* **Document section**

Chinese economy's growth is on target but policy tweaks are likely

The Chinese president Xi Jinping pseaking
The Chinese president Xi Jinping and his policymakers have made it clear they intend to stick to the reform plan. Photograph: Pool/Getty Images

It's make your mind up time for the Chinese government. The world's second biggest economy slowed in the first three months of 2014 and will slow further in the second quarter. The moderation in the pace of expansion was anticipated and engineered by Beijing as part of a liberalisation programme but the question now is whether policymakers will hold their nerve.

On the face of it, there is little to worry about. The economy grew at an annualised rate of 7.4% in the first quarter, which as usual was almost smack in line with official forecasts. Most analysts think the real growth is lower and use proxies such as electricity use or imports of industrial metals from Australia to judge what is really happening. But even the official numbers point to a marked slowdown.

Growth in the first quarter was 1.4% (5.7% annualised), down from 1.7% (7% annualised) in the final three months of 2013. Industrial production was soft, investment was weak, money and credit growth is slowing, and the housing market appears to have gone from boom to bust.

* **Raw records**
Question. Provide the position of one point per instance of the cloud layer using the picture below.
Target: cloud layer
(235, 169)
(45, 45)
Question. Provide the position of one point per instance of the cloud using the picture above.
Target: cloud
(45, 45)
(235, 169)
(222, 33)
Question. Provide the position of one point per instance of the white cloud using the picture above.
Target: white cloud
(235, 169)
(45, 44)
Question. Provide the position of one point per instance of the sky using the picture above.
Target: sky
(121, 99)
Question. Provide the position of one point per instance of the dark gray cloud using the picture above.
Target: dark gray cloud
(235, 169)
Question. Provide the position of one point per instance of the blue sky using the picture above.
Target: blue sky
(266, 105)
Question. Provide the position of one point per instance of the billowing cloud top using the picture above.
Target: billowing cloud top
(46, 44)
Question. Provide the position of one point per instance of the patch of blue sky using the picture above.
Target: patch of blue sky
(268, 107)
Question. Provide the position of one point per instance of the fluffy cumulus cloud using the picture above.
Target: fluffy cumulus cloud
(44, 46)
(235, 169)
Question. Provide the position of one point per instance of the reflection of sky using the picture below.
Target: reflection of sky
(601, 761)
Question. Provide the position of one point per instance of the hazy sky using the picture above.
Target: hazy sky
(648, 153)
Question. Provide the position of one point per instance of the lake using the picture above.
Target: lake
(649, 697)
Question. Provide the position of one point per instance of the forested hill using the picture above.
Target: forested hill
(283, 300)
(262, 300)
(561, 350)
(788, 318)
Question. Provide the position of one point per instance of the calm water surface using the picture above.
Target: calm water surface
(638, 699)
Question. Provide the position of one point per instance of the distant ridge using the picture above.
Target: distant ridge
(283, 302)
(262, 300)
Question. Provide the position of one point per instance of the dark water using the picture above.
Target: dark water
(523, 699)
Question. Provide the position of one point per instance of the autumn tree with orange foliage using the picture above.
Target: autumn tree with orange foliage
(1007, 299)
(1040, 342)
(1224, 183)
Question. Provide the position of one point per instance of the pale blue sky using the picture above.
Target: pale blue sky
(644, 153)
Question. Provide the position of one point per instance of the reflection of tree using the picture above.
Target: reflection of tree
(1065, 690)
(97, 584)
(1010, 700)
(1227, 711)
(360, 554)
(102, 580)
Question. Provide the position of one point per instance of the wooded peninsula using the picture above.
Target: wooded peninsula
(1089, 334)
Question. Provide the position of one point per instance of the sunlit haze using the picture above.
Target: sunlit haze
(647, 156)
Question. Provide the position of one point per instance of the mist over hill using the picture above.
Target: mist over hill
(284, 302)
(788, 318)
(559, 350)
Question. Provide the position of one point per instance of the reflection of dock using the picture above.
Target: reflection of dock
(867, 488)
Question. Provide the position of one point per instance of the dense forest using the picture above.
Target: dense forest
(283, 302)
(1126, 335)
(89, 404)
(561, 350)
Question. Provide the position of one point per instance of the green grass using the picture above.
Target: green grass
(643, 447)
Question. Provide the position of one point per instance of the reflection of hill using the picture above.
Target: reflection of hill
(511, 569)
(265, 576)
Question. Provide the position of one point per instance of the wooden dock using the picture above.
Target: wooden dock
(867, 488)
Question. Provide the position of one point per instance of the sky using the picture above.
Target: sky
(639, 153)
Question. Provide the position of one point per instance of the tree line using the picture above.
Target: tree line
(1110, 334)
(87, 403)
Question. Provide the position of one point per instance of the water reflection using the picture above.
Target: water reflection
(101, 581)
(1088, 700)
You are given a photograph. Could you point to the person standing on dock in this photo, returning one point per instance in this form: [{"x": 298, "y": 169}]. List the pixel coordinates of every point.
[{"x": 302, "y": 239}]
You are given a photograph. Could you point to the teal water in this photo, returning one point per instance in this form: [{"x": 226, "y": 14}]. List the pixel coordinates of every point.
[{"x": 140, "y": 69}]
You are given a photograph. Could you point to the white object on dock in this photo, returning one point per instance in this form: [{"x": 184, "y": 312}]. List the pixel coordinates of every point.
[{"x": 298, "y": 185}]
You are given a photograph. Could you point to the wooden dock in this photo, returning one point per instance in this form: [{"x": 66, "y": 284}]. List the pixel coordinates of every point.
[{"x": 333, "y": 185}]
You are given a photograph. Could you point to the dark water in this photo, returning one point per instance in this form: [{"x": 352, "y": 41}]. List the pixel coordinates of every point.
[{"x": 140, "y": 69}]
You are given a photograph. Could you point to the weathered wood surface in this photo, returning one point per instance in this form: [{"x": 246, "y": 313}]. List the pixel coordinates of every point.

* **Tasks to perform**
**A)** Reproduce the article on China's economy, everything from "It's make your" down to "a marked slowdown.", with "analysts" changed to "economists".
**B)** Extend the article on China's slowing economy beyond its final sentence.

* **Replies**
**A)**
It's make your mind up time for the Chinese government. The world's second biggest economy slowed in the first three months of 2014 and will slow further in the second quarter. The moderation in the pace of expansion was anticipated and engineered by Beijing as part of a liberalisation programme but the question now is whether policymakers will hold their nerve.

On the face of it, there is little to worry about. The economy grew at an annualised rate of 7.4% in the first quarter, which as usual was almost smack in line with official forecasts. Most economists think the real growth is lower and use proxies such as electricity use or imports of industrial metals from Australia to judge what is really happening. But even the official numbers point to a marked slowdown.

**B)**
The issue for Beijing is whether consumption will continue to hold up in the face of a troubled property market and interest rates that are uncomfortably high for a country where personal debt is 200% of GDP.

It is helpful for China that the US seems to be recovering quickly from its weather-induced winter slowdown and that the eurozone is gradually pulling out of recession. But it doesn't entirely dispel concerns about a hard landing.

Policymakers in China have made it clear they intend to stick to the reform plan. They believe there were nasty side effects from the colossal stimulus package during the winter of 2008-09, including inflation, a property bubble and much wasted investment.

But expect a few tweaks or a bit of fine tuning to help the economy along. China's economic policy is governed by the old maxim: make haste slowly. A mini-package of measures involving targeted public investment and tax breaks for small and medium-sized companies is already in the pipeline. Expect that to be supplemented by action by the People's Bank of China to cut the cost of borrowing.